▶ Data supplied
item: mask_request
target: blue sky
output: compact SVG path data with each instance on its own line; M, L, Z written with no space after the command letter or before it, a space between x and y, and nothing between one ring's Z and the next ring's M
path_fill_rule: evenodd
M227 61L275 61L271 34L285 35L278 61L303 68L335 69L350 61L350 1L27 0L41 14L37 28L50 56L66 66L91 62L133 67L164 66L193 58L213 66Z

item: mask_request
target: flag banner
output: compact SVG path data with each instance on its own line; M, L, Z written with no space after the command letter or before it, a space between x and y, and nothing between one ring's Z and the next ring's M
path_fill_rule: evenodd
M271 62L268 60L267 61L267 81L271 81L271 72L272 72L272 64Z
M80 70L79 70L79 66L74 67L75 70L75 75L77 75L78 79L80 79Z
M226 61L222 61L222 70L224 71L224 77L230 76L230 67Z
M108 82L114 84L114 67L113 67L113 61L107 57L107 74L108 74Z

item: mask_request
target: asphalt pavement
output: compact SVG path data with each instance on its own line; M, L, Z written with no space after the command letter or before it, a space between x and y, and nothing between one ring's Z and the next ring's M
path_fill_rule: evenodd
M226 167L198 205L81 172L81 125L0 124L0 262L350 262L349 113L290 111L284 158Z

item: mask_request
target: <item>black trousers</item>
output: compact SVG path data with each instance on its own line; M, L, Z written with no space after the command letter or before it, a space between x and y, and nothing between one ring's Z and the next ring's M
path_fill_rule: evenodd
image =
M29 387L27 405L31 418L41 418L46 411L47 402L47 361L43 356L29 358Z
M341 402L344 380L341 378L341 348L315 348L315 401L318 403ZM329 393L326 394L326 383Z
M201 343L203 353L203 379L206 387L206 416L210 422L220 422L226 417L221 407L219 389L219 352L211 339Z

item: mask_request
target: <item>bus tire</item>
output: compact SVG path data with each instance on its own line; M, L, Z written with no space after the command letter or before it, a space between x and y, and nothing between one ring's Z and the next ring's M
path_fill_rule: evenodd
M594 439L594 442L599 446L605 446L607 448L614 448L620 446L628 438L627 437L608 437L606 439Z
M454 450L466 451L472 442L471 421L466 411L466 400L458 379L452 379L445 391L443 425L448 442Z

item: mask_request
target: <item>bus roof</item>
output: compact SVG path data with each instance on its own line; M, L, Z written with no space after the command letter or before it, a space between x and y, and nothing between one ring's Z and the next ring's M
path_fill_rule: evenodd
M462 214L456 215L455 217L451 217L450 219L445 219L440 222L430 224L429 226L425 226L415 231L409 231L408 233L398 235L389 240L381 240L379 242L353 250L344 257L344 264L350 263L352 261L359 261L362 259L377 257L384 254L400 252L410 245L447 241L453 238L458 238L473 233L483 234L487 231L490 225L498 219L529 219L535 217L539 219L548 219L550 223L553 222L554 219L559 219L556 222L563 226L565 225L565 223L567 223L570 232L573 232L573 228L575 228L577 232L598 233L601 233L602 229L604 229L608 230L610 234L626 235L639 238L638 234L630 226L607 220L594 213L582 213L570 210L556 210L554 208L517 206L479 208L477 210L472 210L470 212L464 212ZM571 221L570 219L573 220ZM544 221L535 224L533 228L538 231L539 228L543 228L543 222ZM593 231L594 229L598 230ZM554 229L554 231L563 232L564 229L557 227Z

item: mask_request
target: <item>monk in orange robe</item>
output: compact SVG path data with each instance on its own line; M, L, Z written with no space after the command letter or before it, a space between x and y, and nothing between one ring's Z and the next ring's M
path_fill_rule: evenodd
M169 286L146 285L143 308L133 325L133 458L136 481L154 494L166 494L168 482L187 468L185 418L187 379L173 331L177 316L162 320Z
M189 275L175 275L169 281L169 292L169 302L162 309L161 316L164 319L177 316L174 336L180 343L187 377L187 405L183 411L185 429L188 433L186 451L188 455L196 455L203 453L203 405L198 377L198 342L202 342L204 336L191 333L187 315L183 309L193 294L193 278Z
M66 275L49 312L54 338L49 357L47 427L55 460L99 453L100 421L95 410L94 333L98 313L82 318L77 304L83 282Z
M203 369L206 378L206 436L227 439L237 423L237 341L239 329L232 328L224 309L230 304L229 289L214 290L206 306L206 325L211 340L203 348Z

▶ Task goal
Reproduce the items from the beginning up to and including the line with "M201 343L203 353L203", swapping "blue sky" for "clear sky" and leaving everything else unchanged.

▶ In response
item: mask_request
target: clear sky
output: compact SVG path data with each instance on its own line; M, L, Z written with no space after the command letter or before it, a space between x and y, and nothing between one ring's Z and the next ring's M
path_fill_rule: evenodd
M227 61L275 61L271 34L285 35L278 61L303 68L335 69L350 61L350 1L27 0L41 14L37 28L50 56L66 66L91 62L133 67L164 66L193 58L213 66Z

item: mask_request
target: flag banner
output: compact SVG path data with each instance on its own line; M, L, Z written with no space after the command letter or before it, a space between x and y, and nothing between one ring's Z and the next ring's M
path_fill_rule: evenodd
M271 62L268 60L267 61L267 81L271 81L271 72L272 72L272 64Z
M80 70L79 70L79 66L74 67L75 70L75 75L77 75L78 79L80 79Z
M226 61L222 61L222 70L224 71L224 77L230 76L230 67Z
M108 82L114 84L114 67L113 67L113 61L107 57L107 74L108 74Z

item: mask_request
target: asphalt pavement
output: compact SVG path data with each instance on its own line; M, L, Z written with no space after the command letter or before it, a space between x and y, and nothing between one ring's Z and the next ring's M
path_fill_rule: evenodd
M226 167L198 205L81 172L81 125L0 124L0 262L350 262L349 113L290 111L284 158Z

item: mask_request
target: <item>black trousers</item>
output: compact SVG path data with each instance on its own line; M, L, Z written with no space after the command letter or before it, a space between x and y, and nothing between one ring's Z and the next ring's M
path_fill_rule: evenodd
image =
M29 387L27 405L31 418L41 418L46 411L47 402L47 361L43 356L29 358Z
M341 402L344 380L341 378L341 348L315 348L315 401L318 403ZM329 393L326 394L326 383Z
M201 343L203 353L203 379L206 387L206 416L210 422L220 422L226 417L221 407L219 389L219 352L211 339Z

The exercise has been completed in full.